PROBLEM TO WORK ON: Reproduce the passage on World Malaria Day starting at "Malaria is considered" and ending at "disease in Europe.", renaming "DDT" to "dichlorodiphenyltrichloroethane" wherever it occurs.

PASSAGE SHOWN:
On World Malaria Day (25.04.2024)

Malaria is considered by many to be the tropical disease par excellence. With an annual mortality rate of more than half a million, the parasite infection transmitted by mosquitoes is still one of the leading causes of the low life expectancy of children and pregnant women in affected regions.
It is often forgotten that malaria was also widespread in Europe until the middle of the last century, in the Balkans, Italy, Greece, the Caucasus and the south of France, and even in the USA. The widespread use of the insecticide DDT, which is now banned in many countries, after 1945 and the draining of breeding sites, which had already begun in the 1930s, made it possible to eradicate the disease in Europe.
Due to these successes, the World Health Organization (WHO) launched a large-scale campaign to eradicate malaria worldwide in the 1960s. However, this failed and malaria transmission even returned to areas where it had completely disappeared, such as Sri Lanka. The reasons for this included the increasing resistance of the pathogens, the plasmodia, to the few available drugs such as chloroquine, but also the increasing ineffectiveness of DDT on the transmitting mosquitoes. Basically, however, the failure of the campaign can be attributed to the lack of accompanying research. In comparison, the eradication of the worm disease river blindness, which is also transmitted by mosquitoes, was much more effective. In this case, the World Bank program also included research measures, which enabled rapid adjustments to the program.
At the end of the 1980s, malaria research underwent a renaissance, as a result of which surprisingly effective new long-term remedies were developed: the first to be tested were mosquito nets impregnated with new types of insect repellents, the pyrethrenoids, which actually made it possible to significantly reduce malaria mortality among children in many regions of Africa and Asia. It has also been learned to use newer insecticides more selectively and sparingly. New medicines were developed, mostly based on the worm herb Artemisia, which was already well known in folk medicine. Derivatives of the substance artemisinin, which was discovered in the People's Republic of China and further developed in many places, made it possible to counteract chloroquine resistance, at least for the time being, in combination with other active substances. Intermittent drug treatment protocols have become established in the fight against pregnancy malaria.

SUPPLIED INFORMATION:
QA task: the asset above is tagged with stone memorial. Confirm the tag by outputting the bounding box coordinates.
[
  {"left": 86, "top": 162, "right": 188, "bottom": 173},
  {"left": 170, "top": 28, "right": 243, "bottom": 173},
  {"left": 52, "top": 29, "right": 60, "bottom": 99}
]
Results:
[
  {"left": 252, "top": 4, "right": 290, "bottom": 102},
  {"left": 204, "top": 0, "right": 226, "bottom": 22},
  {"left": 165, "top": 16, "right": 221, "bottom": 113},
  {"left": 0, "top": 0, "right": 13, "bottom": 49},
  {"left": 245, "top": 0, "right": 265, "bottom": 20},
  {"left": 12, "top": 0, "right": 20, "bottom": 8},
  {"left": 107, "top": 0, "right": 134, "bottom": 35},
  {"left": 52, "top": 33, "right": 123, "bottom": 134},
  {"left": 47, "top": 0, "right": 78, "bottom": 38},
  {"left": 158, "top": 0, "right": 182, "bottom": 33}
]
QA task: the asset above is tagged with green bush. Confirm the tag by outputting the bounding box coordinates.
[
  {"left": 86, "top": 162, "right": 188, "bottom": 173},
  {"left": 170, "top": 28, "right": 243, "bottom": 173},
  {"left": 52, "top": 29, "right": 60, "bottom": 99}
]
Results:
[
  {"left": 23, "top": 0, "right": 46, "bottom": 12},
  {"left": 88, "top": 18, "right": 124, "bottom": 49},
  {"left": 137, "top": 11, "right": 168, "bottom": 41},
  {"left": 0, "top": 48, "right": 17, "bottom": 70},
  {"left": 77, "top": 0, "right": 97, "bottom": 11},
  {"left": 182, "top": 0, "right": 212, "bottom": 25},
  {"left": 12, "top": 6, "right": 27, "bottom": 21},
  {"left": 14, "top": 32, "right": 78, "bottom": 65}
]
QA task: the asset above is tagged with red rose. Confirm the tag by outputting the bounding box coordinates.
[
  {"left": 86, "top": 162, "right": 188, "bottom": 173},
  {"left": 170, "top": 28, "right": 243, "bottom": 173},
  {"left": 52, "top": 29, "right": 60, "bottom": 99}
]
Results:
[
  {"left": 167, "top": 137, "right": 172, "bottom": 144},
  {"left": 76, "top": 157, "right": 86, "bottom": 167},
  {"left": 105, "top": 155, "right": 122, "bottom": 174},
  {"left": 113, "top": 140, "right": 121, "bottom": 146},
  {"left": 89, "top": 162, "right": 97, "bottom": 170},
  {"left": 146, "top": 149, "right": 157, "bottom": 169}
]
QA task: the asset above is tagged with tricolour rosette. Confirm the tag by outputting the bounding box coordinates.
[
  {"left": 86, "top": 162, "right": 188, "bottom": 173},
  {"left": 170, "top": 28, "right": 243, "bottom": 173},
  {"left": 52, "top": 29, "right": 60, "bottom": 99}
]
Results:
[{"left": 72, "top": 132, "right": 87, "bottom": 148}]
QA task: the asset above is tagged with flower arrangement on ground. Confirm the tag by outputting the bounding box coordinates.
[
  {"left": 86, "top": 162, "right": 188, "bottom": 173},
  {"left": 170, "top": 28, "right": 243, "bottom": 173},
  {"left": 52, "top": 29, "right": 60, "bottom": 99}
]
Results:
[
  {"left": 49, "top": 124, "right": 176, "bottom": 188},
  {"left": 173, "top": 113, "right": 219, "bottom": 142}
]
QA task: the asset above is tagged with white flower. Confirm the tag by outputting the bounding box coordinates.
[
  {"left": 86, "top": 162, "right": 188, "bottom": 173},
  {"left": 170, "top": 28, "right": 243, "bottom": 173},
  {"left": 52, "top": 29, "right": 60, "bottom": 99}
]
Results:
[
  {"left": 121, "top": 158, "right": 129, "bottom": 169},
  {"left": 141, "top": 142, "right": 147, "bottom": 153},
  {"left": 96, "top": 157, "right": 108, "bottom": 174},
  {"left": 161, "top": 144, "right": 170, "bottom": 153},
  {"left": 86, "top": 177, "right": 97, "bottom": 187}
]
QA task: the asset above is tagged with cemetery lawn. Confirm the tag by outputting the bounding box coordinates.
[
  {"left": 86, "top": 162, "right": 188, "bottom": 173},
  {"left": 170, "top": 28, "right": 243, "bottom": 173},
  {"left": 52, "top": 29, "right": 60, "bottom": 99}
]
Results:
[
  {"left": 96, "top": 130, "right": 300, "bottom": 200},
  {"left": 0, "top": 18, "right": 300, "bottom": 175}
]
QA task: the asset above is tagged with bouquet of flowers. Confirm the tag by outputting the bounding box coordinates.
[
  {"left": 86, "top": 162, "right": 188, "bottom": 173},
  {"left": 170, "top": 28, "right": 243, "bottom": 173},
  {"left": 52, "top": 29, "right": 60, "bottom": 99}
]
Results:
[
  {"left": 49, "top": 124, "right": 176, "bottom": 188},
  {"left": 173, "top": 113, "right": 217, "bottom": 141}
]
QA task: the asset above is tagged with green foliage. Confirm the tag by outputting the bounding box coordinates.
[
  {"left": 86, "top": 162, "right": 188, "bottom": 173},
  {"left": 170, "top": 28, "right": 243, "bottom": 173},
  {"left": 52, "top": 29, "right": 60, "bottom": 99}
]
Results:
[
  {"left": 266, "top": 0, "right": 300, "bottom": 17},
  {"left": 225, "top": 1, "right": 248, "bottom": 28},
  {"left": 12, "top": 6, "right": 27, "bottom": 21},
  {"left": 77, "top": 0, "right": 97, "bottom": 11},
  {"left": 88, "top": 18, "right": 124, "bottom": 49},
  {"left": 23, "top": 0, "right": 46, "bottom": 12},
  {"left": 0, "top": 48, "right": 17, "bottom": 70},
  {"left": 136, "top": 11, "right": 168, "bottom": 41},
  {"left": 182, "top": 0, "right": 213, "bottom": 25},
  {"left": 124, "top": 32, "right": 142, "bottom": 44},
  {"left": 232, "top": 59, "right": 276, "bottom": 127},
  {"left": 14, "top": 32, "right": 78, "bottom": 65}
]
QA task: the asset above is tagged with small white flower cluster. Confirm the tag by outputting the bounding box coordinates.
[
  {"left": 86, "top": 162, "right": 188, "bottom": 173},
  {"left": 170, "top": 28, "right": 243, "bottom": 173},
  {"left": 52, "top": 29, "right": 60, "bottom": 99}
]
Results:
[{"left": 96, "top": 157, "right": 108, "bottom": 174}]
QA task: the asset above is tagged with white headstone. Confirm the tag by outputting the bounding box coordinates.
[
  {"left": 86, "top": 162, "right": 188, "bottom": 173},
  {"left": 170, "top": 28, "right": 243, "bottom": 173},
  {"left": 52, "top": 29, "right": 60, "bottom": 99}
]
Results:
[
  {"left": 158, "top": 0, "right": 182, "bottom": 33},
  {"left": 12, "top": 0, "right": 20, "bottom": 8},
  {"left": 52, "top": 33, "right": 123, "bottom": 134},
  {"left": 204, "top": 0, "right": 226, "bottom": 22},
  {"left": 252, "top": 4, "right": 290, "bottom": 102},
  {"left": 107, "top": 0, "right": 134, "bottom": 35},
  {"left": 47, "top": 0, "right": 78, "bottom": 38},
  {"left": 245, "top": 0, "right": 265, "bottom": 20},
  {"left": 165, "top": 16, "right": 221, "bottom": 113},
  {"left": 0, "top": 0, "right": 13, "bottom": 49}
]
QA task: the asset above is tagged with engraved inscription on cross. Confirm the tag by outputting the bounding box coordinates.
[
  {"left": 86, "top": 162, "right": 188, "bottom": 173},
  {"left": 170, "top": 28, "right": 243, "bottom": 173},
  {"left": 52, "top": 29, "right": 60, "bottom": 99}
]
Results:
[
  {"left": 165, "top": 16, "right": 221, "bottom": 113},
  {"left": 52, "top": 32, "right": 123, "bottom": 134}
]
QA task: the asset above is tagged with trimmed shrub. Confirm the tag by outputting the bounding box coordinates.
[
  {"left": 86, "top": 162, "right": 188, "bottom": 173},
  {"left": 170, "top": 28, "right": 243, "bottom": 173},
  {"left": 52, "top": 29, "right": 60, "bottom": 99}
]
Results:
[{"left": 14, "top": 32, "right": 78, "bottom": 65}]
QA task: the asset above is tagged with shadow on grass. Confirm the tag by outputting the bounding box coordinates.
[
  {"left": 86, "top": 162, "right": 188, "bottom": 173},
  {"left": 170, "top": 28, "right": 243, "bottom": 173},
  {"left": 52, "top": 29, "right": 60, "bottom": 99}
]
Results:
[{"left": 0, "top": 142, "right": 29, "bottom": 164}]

OUTPUT BELOW:
Malaria is considered by many to be the tropical disease par excellence. With an annual mortality rate of more than half a million, the parasite infection transmitted by mosquitoes is still one of the leading causes of the low life expectancy of children and pregnant women in affected regions.
It is often forgotten that malaria was also widespread in Europe until the middle of the last century, in the Balkans, Italy, Greece, the Caucasus and the south of France, and even in the USA. The widespread use of the insecticide dichlorodiphenyltrichloroethane, which is now banned in many countries, after 1945 and the draining of breeding sites, which had already begun in the 1930s, made it possible to eradicate the disease in Europe.